> **Task goal**
Pick out each row below that contains the word "order", with case counting, and copy those rows in full.

> **Task inputs**
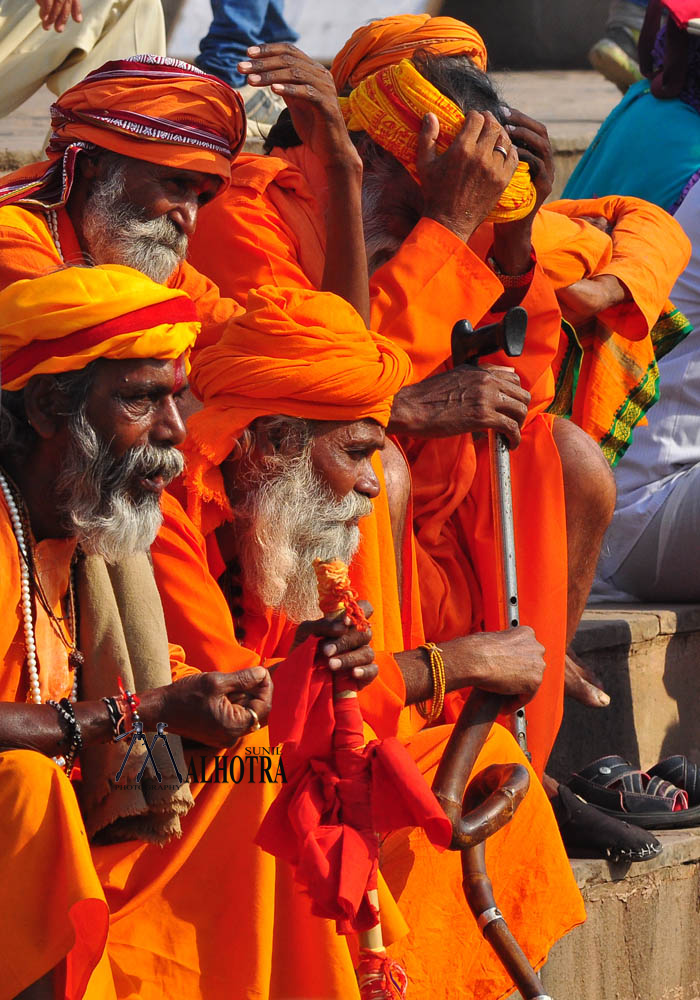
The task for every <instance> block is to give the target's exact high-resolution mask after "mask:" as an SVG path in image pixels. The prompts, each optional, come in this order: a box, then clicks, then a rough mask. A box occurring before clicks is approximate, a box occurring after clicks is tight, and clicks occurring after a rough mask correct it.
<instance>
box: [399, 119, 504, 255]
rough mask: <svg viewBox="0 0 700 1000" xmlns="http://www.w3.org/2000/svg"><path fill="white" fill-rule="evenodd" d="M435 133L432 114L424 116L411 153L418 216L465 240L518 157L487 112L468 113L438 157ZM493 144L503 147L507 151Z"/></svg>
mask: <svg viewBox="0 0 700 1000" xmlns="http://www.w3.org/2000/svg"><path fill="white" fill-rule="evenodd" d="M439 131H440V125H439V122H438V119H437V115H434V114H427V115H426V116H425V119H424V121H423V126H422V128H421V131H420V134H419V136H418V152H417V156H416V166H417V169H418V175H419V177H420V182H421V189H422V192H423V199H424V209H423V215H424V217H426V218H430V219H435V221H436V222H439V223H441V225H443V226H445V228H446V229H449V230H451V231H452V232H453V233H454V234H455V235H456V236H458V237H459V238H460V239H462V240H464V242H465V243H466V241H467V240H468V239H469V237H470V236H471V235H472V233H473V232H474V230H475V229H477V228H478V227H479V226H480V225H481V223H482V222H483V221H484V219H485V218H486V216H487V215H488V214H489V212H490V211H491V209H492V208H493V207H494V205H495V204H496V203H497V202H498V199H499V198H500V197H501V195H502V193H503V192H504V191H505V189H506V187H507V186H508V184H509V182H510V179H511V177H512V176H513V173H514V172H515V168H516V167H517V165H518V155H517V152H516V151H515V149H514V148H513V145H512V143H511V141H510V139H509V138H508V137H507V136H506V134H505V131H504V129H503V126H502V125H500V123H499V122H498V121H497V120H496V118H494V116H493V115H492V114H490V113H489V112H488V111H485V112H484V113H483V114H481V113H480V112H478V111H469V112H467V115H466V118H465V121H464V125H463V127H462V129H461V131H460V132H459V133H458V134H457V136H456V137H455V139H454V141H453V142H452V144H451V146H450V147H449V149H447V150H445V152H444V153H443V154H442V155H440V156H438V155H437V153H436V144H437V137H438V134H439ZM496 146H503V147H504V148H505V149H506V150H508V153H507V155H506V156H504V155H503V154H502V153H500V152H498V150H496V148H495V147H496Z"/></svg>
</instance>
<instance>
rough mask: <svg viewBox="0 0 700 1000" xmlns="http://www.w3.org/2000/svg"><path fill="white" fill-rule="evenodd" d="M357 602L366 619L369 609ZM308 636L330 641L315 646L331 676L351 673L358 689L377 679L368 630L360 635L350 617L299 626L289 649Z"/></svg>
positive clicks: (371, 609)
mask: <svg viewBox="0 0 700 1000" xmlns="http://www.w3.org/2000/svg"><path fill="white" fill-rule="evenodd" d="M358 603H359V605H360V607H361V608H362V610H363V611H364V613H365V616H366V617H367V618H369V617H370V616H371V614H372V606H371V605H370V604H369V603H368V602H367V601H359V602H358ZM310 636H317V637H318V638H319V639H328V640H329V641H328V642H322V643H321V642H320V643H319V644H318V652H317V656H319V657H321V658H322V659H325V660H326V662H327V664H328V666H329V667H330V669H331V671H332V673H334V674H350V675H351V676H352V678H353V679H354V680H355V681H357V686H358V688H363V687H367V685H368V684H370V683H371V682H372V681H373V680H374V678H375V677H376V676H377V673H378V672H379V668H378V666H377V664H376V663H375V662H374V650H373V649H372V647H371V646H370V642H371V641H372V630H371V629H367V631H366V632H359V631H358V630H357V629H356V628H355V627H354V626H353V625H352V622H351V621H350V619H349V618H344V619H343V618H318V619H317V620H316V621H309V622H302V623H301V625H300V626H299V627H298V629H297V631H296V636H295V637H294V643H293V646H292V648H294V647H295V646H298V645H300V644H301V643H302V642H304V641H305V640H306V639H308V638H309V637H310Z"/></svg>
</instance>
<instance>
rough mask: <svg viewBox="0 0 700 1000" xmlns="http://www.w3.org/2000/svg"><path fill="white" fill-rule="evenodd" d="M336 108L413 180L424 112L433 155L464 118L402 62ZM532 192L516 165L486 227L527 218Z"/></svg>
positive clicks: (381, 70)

...

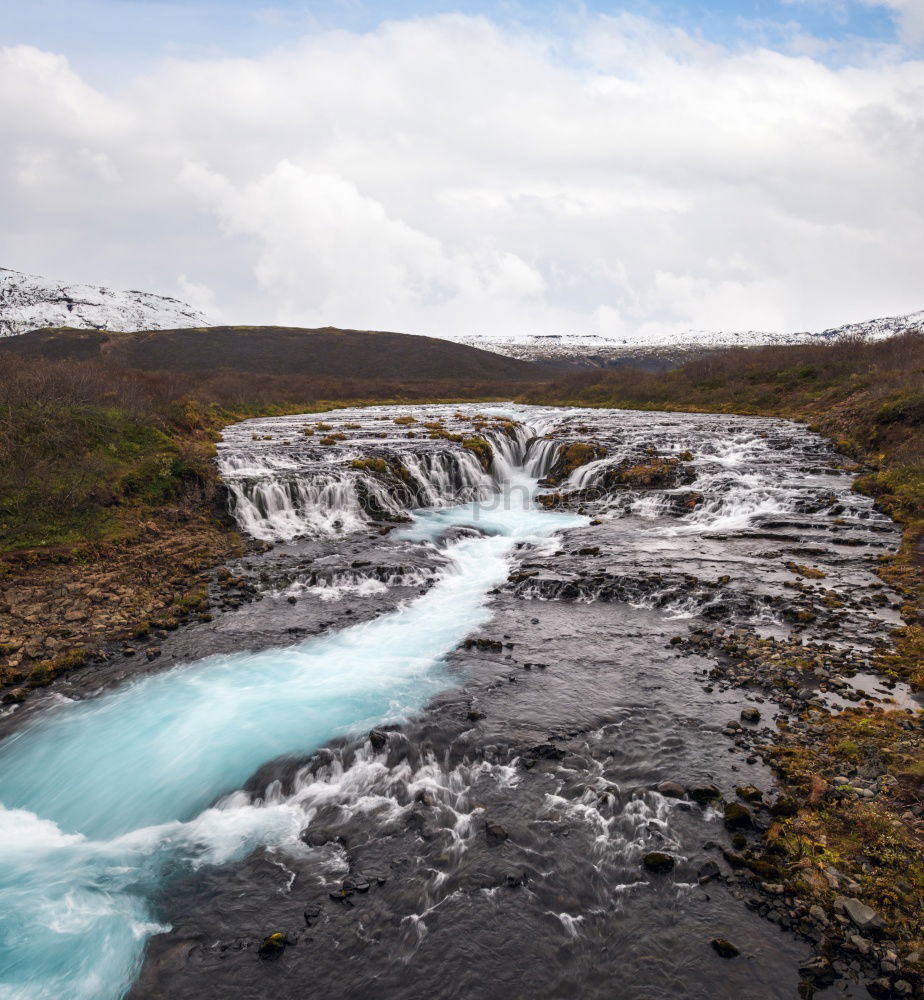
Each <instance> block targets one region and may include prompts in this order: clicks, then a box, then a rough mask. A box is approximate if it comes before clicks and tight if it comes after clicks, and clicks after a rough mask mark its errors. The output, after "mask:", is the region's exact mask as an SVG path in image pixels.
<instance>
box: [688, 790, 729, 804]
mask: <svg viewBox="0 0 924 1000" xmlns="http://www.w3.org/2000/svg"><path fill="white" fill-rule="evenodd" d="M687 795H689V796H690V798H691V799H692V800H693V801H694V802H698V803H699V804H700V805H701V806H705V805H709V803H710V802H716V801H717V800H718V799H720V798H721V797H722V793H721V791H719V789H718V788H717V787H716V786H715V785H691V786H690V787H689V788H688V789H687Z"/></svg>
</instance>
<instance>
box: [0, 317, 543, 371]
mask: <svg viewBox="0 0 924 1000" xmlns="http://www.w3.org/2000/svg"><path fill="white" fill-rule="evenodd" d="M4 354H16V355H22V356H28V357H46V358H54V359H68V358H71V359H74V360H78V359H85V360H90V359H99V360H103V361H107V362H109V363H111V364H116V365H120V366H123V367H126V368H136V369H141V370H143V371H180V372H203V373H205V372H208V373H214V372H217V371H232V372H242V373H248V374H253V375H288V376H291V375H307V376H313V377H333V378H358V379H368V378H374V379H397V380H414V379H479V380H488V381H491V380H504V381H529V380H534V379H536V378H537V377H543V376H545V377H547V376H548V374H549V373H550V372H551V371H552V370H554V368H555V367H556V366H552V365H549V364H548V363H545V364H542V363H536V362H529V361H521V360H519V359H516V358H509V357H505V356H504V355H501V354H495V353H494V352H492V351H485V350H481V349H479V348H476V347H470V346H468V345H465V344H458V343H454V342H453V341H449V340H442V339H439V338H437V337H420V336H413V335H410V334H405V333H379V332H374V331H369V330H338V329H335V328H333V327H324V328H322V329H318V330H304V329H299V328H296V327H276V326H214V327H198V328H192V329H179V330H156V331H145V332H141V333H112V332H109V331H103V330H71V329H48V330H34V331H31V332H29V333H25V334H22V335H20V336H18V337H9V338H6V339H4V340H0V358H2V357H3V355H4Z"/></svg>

> **Solution**
The task for every <instance> block is to give the target's exact high-resolution mask after "mask:" as an SVG path in image pixels. The prompts, each optional, come in this order: a box, then clicks, then a rough mask. A box occurring before clicks is approximate, a box occurring after clicks is tight, and clicks occurring after a rough mask correct it.
Each <instance> block targets one region and may include prompts in this order: clicks, then a box, then a rough mask. A box is approximate if it comes before clicks and tight if it comes after clicks, and clicks after a rough mask mark its errors. The output, after "mask:", is the region's exact mask as an SVG path in image pixels.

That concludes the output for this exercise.